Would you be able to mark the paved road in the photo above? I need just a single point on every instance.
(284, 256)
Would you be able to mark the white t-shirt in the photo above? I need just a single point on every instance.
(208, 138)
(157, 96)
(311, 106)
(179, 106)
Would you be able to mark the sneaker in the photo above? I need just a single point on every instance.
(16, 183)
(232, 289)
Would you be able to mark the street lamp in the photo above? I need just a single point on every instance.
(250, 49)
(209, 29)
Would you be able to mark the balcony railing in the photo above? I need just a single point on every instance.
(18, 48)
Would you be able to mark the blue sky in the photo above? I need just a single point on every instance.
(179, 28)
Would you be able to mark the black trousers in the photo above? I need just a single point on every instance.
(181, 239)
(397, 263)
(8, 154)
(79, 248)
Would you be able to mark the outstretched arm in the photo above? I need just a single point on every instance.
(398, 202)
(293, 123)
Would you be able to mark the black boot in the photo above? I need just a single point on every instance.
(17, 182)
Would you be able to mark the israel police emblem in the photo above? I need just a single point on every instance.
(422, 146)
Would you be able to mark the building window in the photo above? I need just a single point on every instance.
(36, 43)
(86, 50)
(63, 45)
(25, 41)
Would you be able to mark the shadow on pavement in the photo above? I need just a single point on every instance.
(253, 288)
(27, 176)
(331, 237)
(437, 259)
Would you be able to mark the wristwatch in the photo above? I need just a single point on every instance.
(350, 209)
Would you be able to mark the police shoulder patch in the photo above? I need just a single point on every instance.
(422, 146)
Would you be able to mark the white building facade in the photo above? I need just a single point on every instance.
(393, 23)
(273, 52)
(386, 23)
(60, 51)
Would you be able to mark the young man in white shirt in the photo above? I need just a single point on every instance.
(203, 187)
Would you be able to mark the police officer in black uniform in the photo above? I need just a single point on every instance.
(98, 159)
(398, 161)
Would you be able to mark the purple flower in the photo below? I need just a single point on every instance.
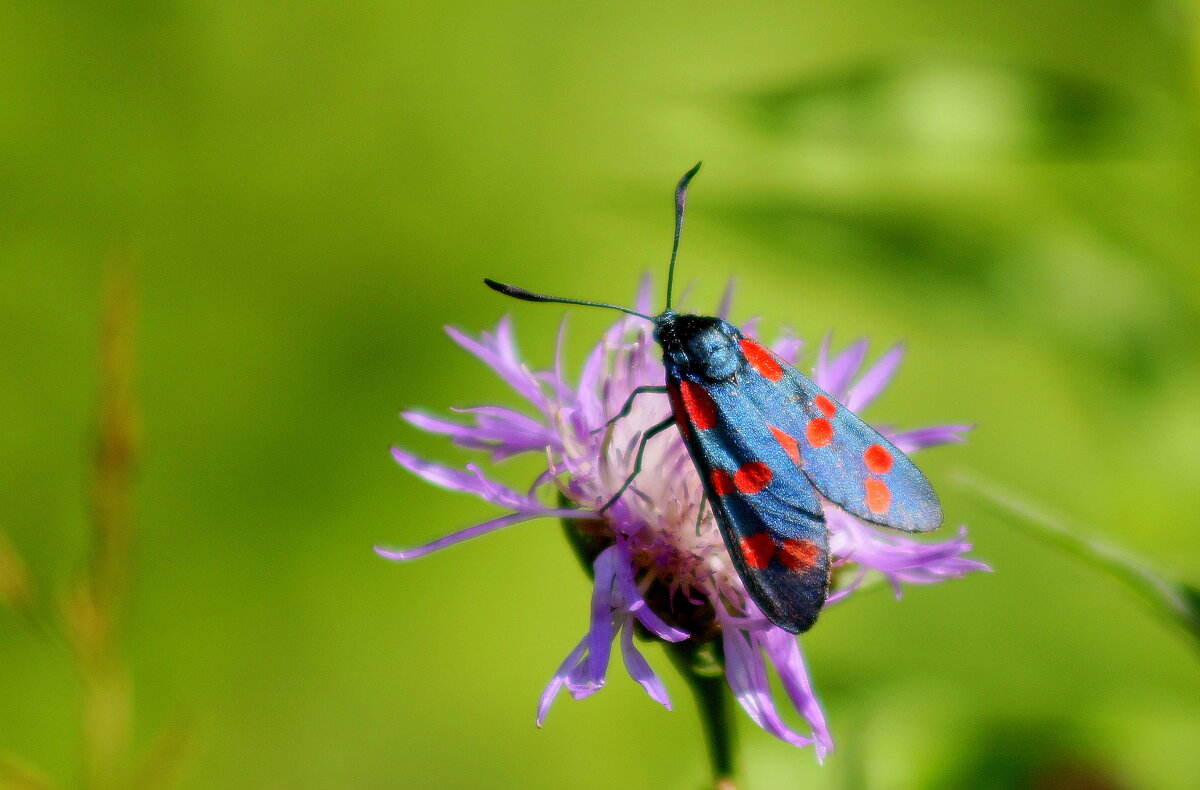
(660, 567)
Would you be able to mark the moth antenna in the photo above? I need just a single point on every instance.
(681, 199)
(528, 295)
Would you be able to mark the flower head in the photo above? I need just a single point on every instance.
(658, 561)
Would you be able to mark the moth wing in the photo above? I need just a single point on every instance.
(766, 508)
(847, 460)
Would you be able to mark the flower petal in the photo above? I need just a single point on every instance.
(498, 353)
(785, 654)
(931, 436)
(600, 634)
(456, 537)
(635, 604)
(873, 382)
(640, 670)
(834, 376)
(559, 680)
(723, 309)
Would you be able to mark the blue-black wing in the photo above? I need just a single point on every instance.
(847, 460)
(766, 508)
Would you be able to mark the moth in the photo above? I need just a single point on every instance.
--------------------------------
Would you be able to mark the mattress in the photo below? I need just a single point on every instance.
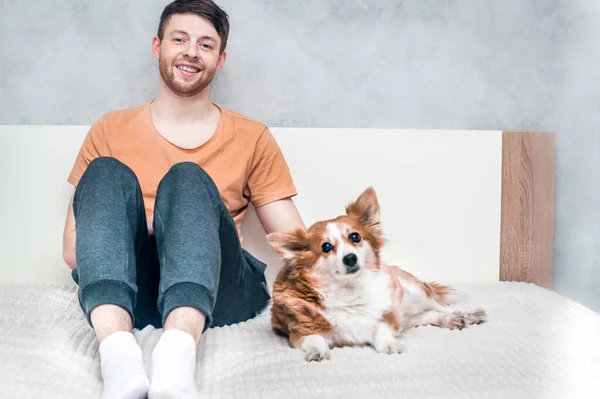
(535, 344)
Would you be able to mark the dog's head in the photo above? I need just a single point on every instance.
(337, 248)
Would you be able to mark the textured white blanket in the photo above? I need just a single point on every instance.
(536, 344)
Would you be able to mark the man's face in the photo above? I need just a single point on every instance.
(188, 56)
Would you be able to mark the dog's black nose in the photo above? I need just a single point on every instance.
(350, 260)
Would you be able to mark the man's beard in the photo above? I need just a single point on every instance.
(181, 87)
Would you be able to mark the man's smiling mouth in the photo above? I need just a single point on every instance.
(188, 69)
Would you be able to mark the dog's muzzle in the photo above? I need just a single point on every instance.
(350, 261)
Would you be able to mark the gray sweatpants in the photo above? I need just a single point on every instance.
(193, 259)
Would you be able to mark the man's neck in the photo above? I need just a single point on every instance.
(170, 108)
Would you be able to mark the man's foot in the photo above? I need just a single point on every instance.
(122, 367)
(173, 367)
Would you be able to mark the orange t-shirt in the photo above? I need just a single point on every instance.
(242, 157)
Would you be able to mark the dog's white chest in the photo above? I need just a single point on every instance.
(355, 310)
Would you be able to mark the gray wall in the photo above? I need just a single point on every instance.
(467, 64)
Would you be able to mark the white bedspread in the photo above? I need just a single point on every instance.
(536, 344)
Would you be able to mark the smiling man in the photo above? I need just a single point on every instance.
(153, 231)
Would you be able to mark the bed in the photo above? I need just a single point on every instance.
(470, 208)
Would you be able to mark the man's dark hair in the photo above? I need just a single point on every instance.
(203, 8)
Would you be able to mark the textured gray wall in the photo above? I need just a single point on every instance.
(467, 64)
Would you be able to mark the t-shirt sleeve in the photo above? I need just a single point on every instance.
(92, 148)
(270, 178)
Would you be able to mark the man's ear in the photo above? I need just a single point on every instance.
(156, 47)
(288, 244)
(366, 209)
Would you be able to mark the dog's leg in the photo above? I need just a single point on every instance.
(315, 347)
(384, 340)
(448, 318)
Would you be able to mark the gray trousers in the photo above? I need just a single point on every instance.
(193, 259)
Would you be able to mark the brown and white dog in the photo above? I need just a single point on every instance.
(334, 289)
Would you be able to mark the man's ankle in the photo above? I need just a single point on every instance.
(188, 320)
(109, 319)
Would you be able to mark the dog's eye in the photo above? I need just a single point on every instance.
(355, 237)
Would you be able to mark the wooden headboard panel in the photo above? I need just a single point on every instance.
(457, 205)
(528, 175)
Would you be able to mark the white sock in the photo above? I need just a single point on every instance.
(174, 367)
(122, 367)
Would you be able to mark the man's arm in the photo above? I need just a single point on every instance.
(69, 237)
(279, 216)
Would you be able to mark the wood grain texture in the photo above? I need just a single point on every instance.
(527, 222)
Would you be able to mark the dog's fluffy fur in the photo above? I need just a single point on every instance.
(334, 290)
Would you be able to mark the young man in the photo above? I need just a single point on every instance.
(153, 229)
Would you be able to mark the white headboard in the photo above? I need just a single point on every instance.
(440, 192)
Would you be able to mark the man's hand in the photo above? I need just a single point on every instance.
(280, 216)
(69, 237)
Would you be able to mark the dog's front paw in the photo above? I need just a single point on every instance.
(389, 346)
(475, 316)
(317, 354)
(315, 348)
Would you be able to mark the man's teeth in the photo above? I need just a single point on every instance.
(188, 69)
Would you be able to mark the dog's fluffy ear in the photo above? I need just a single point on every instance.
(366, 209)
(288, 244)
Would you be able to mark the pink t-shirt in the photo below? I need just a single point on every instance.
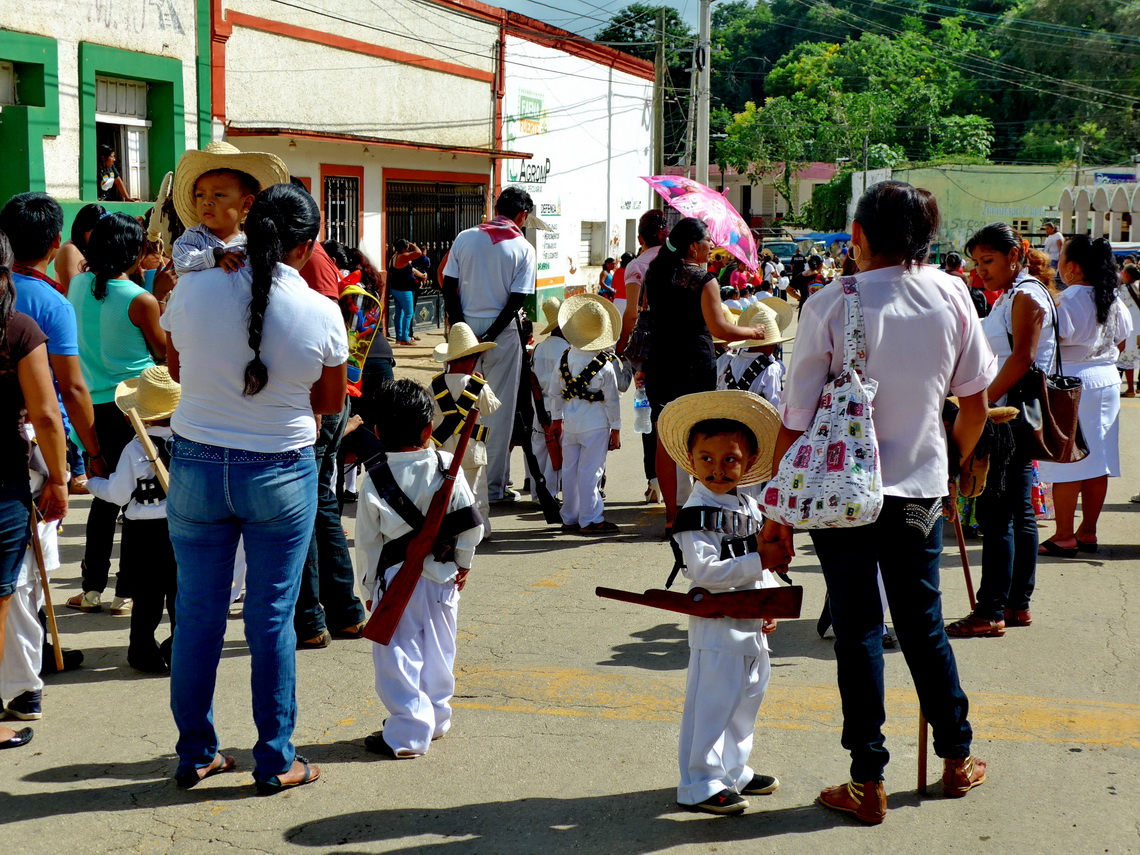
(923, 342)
--------------------------------
ASSIGNMENT :: Starting at the line above that contains "Would you be able to mark the moth antenna", repeat each line exactly up to and including the line that contains "Would you be able to mark the moth in", and stop there.

THE ANSWER ::
Would you be able to mark the moth antenna in the photo above? I need just a single point on every instance.
(681, 199)
(528, 295)
Would you be able to mark the flower head in the photo above? I need just a single point on every instance.
(658, 561)
Would you be able to mark the moth wing in the photo above? I need just a single point on every instance.
(766, 508)
(847, 460)
Would you be able to mark the flower petal in the photo above? I need just a single point on every instance.
(498, 353)
(785, 654)
(931, 436)
(600, 634)
(456, 537)
(635, 604)
(873, 382)
(640, 670)
(834, 376)
(559, 680)
(723, 309)
Would you be able to mark the blue-black wing in the photo above? I need just a single point on every instance.
(847, 460)
(766, 508)
Would you be able to mark the moth in the photo above? I need just a single point on every instance.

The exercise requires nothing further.